» Task requirements
Repeat exactly the lines below, from the line containing "Target: wooden coffee table" through the last line, both included. Leave out any pictures.

==== Dataset extract ====

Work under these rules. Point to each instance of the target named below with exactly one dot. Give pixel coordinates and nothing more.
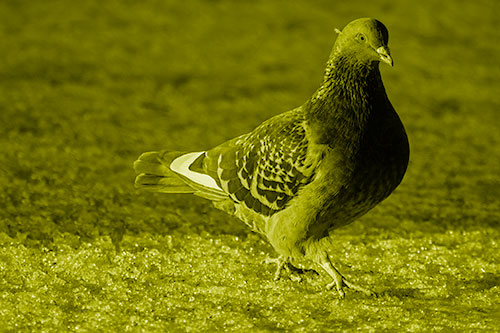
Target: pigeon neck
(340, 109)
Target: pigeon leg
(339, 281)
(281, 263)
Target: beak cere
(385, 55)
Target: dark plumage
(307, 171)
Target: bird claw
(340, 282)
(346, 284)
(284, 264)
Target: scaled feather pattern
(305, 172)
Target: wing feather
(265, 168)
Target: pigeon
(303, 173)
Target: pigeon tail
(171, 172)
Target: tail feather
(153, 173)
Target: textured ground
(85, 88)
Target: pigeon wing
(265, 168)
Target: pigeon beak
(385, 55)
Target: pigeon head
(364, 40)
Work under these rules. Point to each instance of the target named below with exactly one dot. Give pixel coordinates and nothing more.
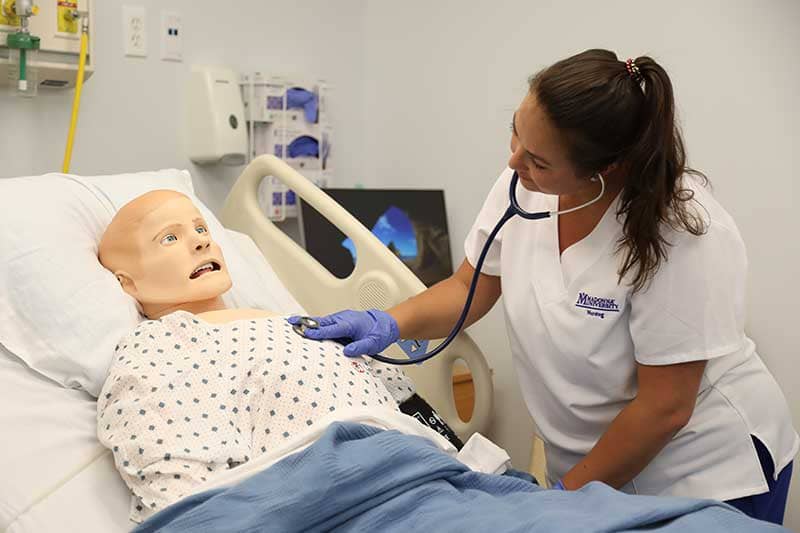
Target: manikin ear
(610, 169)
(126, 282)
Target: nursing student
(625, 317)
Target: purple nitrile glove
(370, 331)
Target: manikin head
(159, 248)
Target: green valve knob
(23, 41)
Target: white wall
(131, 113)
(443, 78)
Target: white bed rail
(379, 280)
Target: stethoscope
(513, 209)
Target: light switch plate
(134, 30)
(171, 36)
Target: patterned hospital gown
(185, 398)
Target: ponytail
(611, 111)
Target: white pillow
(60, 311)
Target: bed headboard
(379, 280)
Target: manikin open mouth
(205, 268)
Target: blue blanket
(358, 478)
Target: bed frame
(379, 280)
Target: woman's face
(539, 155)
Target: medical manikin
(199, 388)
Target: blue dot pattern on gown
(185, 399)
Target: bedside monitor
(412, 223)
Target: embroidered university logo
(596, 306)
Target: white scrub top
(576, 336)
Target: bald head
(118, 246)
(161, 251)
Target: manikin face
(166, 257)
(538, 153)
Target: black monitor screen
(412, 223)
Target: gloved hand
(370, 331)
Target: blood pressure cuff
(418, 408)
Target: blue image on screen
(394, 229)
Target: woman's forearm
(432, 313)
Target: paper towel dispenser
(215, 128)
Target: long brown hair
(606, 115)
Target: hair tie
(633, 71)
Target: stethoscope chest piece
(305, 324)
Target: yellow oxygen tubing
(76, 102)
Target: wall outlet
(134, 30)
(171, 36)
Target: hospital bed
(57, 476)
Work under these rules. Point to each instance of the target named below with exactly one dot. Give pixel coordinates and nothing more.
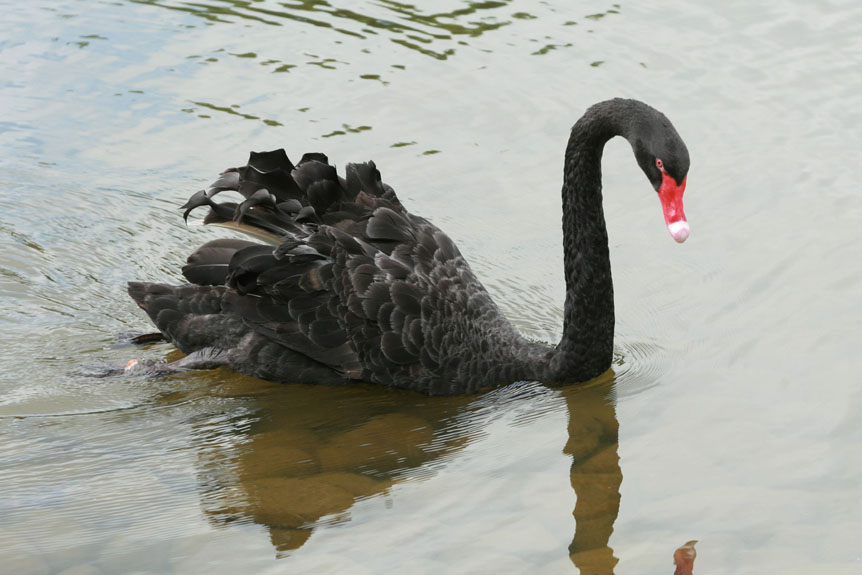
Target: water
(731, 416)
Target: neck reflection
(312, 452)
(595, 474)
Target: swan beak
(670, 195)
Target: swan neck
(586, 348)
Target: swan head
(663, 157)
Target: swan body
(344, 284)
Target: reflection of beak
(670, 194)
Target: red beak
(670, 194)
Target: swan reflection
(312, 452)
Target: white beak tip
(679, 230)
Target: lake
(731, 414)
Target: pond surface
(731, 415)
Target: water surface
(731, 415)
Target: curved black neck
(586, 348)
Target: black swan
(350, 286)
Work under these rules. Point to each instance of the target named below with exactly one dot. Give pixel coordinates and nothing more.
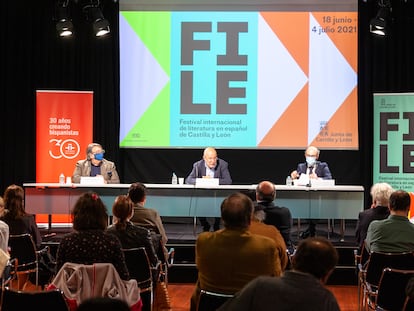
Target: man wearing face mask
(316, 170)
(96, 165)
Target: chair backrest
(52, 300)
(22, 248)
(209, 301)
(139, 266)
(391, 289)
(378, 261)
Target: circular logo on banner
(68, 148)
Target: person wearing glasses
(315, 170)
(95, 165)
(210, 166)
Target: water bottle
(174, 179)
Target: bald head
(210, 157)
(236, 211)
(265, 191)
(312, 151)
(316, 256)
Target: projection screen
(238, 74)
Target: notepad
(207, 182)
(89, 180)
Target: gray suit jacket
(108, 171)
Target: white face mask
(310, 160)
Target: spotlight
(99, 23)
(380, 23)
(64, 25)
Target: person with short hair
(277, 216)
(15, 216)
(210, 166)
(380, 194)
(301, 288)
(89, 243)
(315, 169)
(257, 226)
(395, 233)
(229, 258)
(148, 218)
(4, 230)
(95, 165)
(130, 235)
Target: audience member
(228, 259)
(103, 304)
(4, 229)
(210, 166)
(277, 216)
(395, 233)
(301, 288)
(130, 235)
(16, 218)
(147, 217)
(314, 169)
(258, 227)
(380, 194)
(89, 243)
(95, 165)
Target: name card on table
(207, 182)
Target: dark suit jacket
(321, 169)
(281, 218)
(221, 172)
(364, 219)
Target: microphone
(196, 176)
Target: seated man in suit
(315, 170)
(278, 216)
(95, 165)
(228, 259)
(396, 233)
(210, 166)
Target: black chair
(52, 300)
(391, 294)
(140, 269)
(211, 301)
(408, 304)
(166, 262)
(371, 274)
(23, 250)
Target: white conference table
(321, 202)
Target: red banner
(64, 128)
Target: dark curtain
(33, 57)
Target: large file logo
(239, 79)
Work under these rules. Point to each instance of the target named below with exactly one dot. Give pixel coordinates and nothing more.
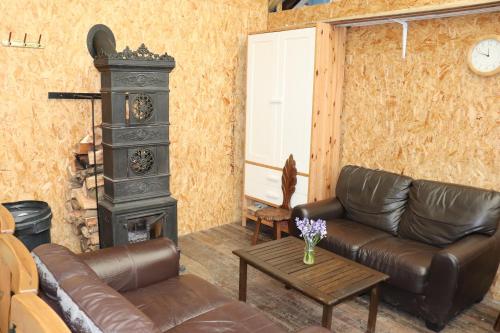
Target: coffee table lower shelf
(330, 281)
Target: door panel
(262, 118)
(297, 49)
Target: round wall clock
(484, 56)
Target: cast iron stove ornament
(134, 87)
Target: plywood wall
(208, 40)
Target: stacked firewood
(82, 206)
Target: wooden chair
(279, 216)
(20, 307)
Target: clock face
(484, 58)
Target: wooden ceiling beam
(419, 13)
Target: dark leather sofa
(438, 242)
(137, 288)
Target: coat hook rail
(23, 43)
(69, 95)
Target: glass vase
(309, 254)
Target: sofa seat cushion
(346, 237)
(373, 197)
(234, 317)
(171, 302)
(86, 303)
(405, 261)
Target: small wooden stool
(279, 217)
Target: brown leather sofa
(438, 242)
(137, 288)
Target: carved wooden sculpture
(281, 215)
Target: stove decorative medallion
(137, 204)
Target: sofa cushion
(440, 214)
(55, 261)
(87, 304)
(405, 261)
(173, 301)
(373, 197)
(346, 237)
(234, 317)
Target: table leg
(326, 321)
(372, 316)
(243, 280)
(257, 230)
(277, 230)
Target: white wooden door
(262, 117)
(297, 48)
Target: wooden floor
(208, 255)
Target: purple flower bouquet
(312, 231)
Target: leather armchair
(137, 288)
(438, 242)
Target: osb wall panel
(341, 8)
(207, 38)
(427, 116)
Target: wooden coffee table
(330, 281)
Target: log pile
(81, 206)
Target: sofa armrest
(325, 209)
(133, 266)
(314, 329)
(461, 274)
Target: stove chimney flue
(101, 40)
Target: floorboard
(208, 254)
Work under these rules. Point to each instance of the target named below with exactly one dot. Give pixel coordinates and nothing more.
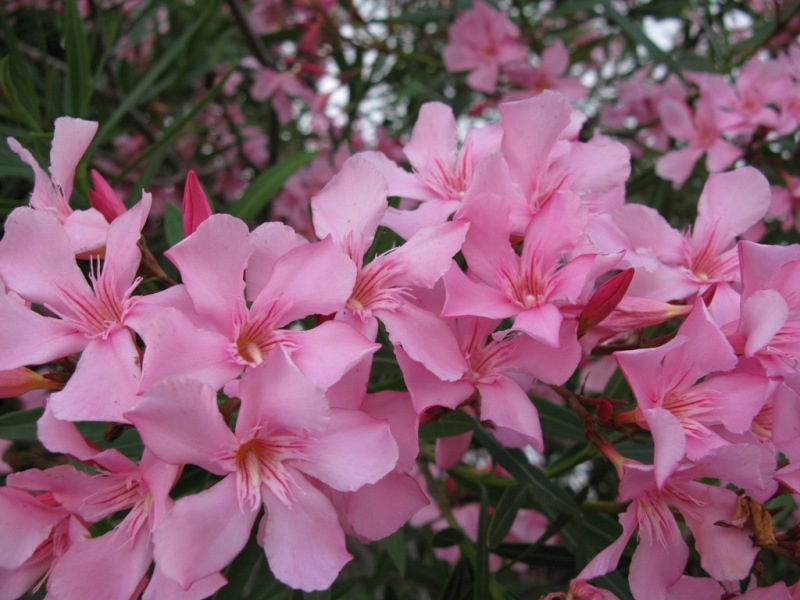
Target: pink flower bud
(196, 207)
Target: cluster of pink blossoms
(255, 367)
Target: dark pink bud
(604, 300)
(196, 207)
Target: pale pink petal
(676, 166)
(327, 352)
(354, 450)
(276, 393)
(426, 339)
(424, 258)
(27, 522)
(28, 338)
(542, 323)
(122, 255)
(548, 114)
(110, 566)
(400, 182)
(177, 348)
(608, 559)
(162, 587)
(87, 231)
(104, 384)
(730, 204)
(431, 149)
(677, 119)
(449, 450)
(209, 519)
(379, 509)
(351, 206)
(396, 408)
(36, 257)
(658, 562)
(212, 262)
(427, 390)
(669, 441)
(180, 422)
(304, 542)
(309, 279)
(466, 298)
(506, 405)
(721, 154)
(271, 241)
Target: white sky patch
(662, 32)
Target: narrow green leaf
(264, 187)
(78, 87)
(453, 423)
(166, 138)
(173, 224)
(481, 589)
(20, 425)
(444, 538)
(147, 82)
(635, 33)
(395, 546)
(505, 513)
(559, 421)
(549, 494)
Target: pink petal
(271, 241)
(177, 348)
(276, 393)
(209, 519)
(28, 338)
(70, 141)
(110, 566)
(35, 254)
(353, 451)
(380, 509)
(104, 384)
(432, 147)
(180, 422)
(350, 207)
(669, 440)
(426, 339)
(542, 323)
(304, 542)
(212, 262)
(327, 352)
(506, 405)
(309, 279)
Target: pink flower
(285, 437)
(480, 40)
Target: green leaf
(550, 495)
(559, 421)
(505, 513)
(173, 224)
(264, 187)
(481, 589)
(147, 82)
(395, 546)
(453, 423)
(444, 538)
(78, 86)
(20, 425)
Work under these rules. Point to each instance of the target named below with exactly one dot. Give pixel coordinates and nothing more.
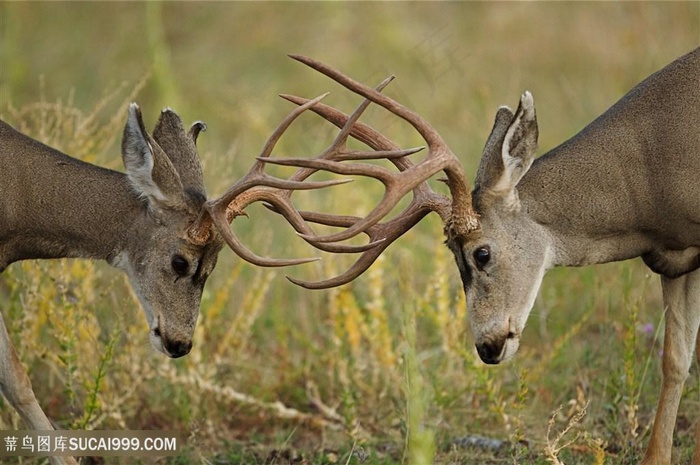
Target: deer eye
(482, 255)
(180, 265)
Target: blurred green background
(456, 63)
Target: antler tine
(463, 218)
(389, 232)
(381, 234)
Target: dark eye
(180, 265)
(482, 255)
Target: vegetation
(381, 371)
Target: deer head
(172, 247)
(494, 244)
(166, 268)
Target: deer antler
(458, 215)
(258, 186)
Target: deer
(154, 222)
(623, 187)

====

» Exercise response
Target: wooden coffee table
(330, 281)
Target: log pile
(81, 206)
Target: sofa armrest
(325, 209)
(133, 266)
(314, 329)
(461, 274)
Target: stove chimney flue
(101, 40)
Target: floorboard
(208, 254)
Work under these rules. Point to each instance of the target named below with exactly one dot. Give pixel coordinates and nothing more.
Target: pink flower bud
(196, 207)
Target: cluster of pink blossoms
(255, 367)
Target: dark pink bud
(604, 300)
(196, 207)
Target: pale pink petal
(676, 166)
(327, 352)
(354, 450)
(276, 393)
(426, 339)
(424, 258)
(27, 522)
(28, 338)
(542, 323)
(122, 255)
(548, 114)
(110, 566)
(400, 182)
(177, 348)
(608, 559)
(162, 587)
(87, 231)
(104, 384)
(730, 204)
(431, 149)
(677, 119)
(449, 450)
(209, 519)
(379, 509)
(351, 206)
(396, 408)
(36, 257)
(658, 562)
(212, 262)
(427, 390)
(669, 441)
(180, 422)
(304, 542)
(309, 279)
(466, 298)
(506, 405)
(721, 154)
(271, 241)
Target: white sky patch
(662, 32)
Target: narrow green leaf
(264, 187)
(78, 87)
(453, 423)
(166, 138)
(173, 224)
(481, 589)
(20, 425)
(444, 538)
(147, 82)
(635, 33)
(395, 546)
(505, 513)
(559, 421)
(549, 494)
Target: pink petal
(271, 241)
(177, 348)
(276, 393)
(209, 519)
(28, 338)
(70, 141)
(110, 566)
(35, 254)
(353, 451)
(380, 509)
(104, 384)
(432, 147)
(180, 422)
(350, 207)
(669, 440)
(426, 339)
(542, 323)
(304, 542)
(212, 262)
(327, 352)
(506, 405)
(309, 279)
Target: pink flower
(285, 437)
(480, 40)
Target: green leaf
(550, 495)
(559, 421)
(505, 513)
(173, 224)
(264, 187)
(481, 589)
(147, 82)
(395, 546)
(453, 423)
(444, 538)
(78, 86)
(20, 425)
Work under these rules. Point to each instance of the target named below with exactly one dot. Give pixel coordinates and nothing more.
Target: deer eye
(482, 255)
(180, 265)
Target: blurred green background
(456, 63)
Target: antler tine
(463, 218)
(389, 232)
(381, 234)
Target: dark eye
(180, 265)
(482, 255)
Target: vegetation
(381, 371)
Target: deer head
(172, 247)
(494, 244)
(166, 268)
Target: deer antler
(458, 215)
(258, 186)
Target: deer
(154, 222)
(623, 187)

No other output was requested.